◆ Set problem a: List every date heading in the diary entries below that includes a day of the week.

◆ Quoted text:
══════════════════════════════

With all the dog movies out there like Lassie, Haticho, Arthur, Betowen, Red, Ruby, Bella, Rex, Max and many many more... "Finley, the greatest dog to ever live" will be up there with them one day. 
Enough said. 
- I'll talk to you soon.
-K.

Saturday, 19 July 2025

July 19th, 2025

When someone can give you a really tight hug or stand there breathing with you for few seconds can ground you back into reality so quickly. How are you expected to do that when you're completly on your own. Bring yourself back when you're already as deep as the hold can get. You want to be productive but paralised by anxiety, you know you're wasting time resting to make yourself feel better but riddled with guilt because your wasting time and not doing all the things you need to get done. It's such a vicious circle you can't stop from spinning. 
I'll talk to you soon.
-K

Tuesday, 15 July 2025

July 15th, 2025

Life went from being so happy and exciting, so fast paced, to minutes dragging and days feeling like weeks. In a space of an hour I can go through all 22 emotions on the emotional scale and minute to minute not know what I'm doing next or even better forget what I was doing 5 seconds ago. I do accept that this is my life and this is just a part of my every day but damn is it annoying. Sat here feeling good as I managed to get out of bed before 12pm and actually done something productive with my day, not wanting to eat after cooking for over an hour because now I don't feel like it but still being absolutely starving as I forgot to eat all day. I'd really like to get off this rollercoaster now please. 
I'll talk to you later. 
-K

Monday, 7 July 2025

July 7th, 2025

It's been a while... again...
The longest year of my life and may be the hardest one yet, but I think I have been the most equipped to deal with it comparing to all of the others. 
I'm finally coming out the other side of a long depressive few weeks but still yet to find the strength to shower and wash off all this rage. It has felt like I well into a black hole with no end in sight. Thankfully after years of trauma I know there is a light at the end of the tunnel and all you need to do is to push through and you'll get there.

══════════════════════════════

(Location annotation dataset excerpts)
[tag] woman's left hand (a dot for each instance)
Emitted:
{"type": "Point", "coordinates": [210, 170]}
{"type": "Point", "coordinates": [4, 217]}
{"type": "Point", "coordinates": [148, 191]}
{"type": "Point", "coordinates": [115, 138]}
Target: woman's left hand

══════════════════════════════

◆ Set problem b: Rewrite the records above, changing "left hand" to "right hand" and keeping everything else the same.

◆ Reply a:
Saturday, 19 July 2025
Tuesday, 15 July 2025
Monday, 7 July 2025

◆ Reply b:
[tag] woman's right hand (a dot for each instance)
Emitted:
{"type": "Point", "coordinates": [210, 170]}
{"type": "Point", "coordinates": [4, 217]}
{"type": "Point", "coordinates": [148, 191]}
{"type": "Point", "coordinates": [115, 138]}
Target: woman's right hand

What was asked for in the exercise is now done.